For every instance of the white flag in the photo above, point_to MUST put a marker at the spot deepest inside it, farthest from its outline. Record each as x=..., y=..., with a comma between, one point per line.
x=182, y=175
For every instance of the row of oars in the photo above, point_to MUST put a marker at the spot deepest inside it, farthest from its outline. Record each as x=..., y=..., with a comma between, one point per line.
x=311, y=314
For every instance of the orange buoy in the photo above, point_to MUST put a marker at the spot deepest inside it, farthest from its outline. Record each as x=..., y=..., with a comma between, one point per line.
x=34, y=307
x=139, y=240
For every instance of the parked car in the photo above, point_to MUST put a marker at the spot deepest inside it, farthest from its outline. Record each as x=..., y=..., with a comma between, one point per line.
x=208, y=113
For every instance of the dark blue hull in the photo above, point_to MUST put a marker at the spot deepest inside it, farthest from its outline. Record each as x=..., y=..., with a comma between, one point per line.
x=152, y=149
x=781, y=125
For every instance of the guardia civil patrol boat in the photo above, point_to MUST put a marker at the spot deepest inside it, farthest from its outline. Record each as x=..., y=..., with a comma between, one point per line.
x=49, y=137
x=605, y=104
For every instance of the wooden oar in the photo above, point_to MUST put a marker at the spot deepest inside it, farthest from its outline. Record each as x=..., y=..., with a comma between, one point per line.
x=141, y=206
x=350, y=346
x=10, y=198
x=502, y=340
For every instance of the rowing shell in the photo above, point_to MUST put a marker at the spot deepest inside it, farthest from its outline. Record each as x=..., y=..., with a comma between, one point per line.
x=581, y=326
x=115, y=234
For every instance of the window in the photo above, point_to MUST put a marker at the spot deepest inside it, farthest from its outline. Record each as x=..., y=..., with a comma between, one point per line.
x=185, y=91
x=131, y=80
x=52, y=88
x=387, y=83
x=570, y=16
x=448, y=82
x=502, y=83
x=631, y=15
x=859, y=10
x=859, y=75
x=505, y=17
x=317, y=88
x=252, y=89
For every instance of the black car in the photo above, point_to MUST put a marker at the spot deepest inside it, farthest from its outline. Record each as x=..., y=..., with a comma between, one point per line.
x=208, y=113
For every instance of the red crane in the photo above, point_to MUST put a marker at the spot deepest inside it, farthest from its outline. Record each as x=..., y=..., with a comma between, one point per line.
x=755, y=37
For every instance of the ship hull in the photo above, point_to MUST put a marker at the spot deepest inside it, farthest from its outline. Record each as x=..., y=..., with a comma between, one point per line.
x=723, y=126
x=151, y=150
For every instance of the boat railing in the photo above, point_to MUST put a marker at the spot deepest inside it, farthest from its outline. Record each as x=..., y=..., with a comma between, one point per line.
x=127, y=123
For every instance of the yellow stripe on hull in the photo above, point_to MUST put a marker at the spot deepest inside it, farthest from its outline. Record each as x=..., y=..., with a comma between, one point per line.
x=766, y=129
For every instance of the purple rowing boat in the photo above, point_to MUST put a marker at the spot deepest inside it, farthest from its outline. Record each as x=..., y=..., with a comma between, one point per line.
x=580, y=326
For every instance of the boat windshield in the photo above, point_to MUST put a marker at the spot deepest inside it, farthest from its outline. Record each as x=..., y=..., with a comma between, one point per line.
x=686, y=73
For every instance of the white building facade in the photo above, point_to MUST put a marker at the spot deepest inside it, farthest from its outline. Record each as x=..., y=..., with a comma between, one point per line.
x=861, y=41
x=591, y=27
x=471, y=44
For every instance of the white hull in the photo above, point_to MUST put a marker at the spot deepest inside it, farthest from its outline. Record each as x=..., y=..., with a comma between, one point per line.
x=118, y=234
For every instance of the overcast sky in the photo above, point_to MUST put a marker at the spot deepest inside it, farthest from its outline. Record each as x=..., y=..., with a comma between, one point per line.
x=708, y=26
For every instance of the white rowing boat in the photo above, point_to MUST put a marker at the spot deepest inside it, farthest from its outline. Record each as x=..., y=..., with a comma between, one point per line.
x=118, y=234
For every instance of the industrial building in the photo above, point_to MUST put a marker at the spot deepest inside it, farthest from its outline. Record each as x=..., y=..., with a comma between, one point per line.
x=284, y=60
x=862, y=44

_____

● ABOUT THIS EXERCISE
Your task is to repeat the data exactly; please include every line.

● RESPONSE
For every instance of the white flag in the photo above, point_to MUST put a marker at the spot deepest inside it, farthest from its outline. Record each as x=..., y=..., with a comma between, one point per line.
x=182, y=175
For every instance of the row of oars in the photo above, point_to MUST put a marker at the spot deepest inside it, farthest from its outline. Record each as x=..., y=..., with a comma between, one point per line.
x=311, y=314
For every instance of the orange buoy in the photo above, point_to MUST put a marker at the spot deepest inside it, farthest from its outline. Record each as x=..., y=..., with a comma between, one point per line.
x=34, y=307
x=139, y=240
For every instance of the parked car in the photo above, point_to MUST put a marker at the spot deepest inside it, farthest from its outline. Record each as x=..., y=..., with a comma between, one point per line.
x=208, y=113
For every instance of the dark blue hull in the photo above, point_to MUST put a marker at the spot deepest inside it, farthest from its outline. Record each as x=..., y=..., with a comma between, one point per line.
x=152, y=149
x=781, y=125
For every instance of the guardia civil patrol boat in the photo above, point_to MUST put a marker at the spot deepest inside it, farthest from its outline. Record each as x=..., y=..., with a comma between, one point per line.
x=49, y=137
x=605, y=104
For every instance of the wooden oar in the photo above, point_to MUST put a marker at the spot deepest inside it, farthest from its outline. Record each as x=..., y=..., with a comma between, one point per line.
x=141, y=206
x=350, y=346
x=10, y=198
x=502, y=340
For every instance of the rowing shell in the photo above, point_to MUST put a marker at the spot deepest inside it, farthest from its outline. Record each as x=..., y=..., with a comma between, one point per line.
x=581, y=326
x=115, y=234
For every instance of the window in the photo above, point_to MUST put a marker at the spot deepest inside it, farthest from its outline. Record each as x=..., y=..., with a comma between, one point per line.
x=185, y=91
x=131, y=80
x=52, y=88
x=387, y=83
x=570, y=16
x=448, y=82
x=502, y=83
x=631, y=15
x=859, y=10
x=859, y=75
x=505, y=17
x=317, y=88
x=252, y=89
For every instance of the black car in the photo above, point_to MUST put a marker at the spot deepest inside it, farthest from its outline. Record each as x=..., y=..., with a comma between, one point per line.
x=208, y=113
For every instance of the red crane in the photo above, point_to MUST put a marker at the spot deepest inside it, farthest from its outline. Record each as x=..., y=..., with a comma between, one point per line.
x=755, y=37
For every instance of the ship hull in the photo above, point_to MUST put a marker at the spot deepest inside it, farthest from its outline. Record each as x=..., y=..., with a comma between, one point per line.
x=723, y=126
x=151, y=150
For every instance of the boat railing in the photo above, point_to MUST put a marker at the spot deepest inside it, farthest from its outline. Record each as x=..., y=..., with a comma between, one point per line.
x=127, y=123
For every instance of the yellow stripe on hull in the photo above, point_to MUST put a marker at the spot deepest inside it, farthest from its outline. Record each as x=..., y=..., with a comma between, one point per line.
x=766, y=129
For every instance of the purple rowing boat in the photo above, point_to MUST put a marker at the spot deepest inside it, farthest from its outline. Record each as x=..., y=..., with a comma between, one point per line.
x=580, y=326
For every instance of the boat windshield in the photo above, point_to MUST put a marker at the spot deepest inside it, farthest from its outline. Record each as x=..., y=..., with a comma between, one point per line.
x=686, y=73
For every instance of the white building facade in the photo above, point_to MUST put a marker at the spot deepest inside it, farthest from its outline. Record each as x=..., y=..., with a comma between, one point per line.
x=861, y=41
x=591, y=27
x=471, y=44
For every instance of the white hull in the photo above, point_to MUST put a marker at the spot deepest inside it, farthest from its outline. Record each as x=..., y=..., with a comma between, one point per line.
x=118, y=234
For every instance of the overcast sky in the photo above, point_to MUST put a marker at the spot deepest inside it, farthest from its outline. Record each as x=..., y=..., with a comma between, one point per line.
x=708, y=26
For every instance of the white rowing boat in the photo above, point_to MUST put a marker at the spot deepest inside it, farthest from its outline. Record each as x=..., y=..., with a comma between, one point per line.
x=118, y=234
For every instance of the industrial building in the photo above, point_to MUST put a marker at the spot deepest inside it, farthest from its outline. Record each as x=..., y=..., with a comma between, one point per line.
x=284, y=60
x=862, y=44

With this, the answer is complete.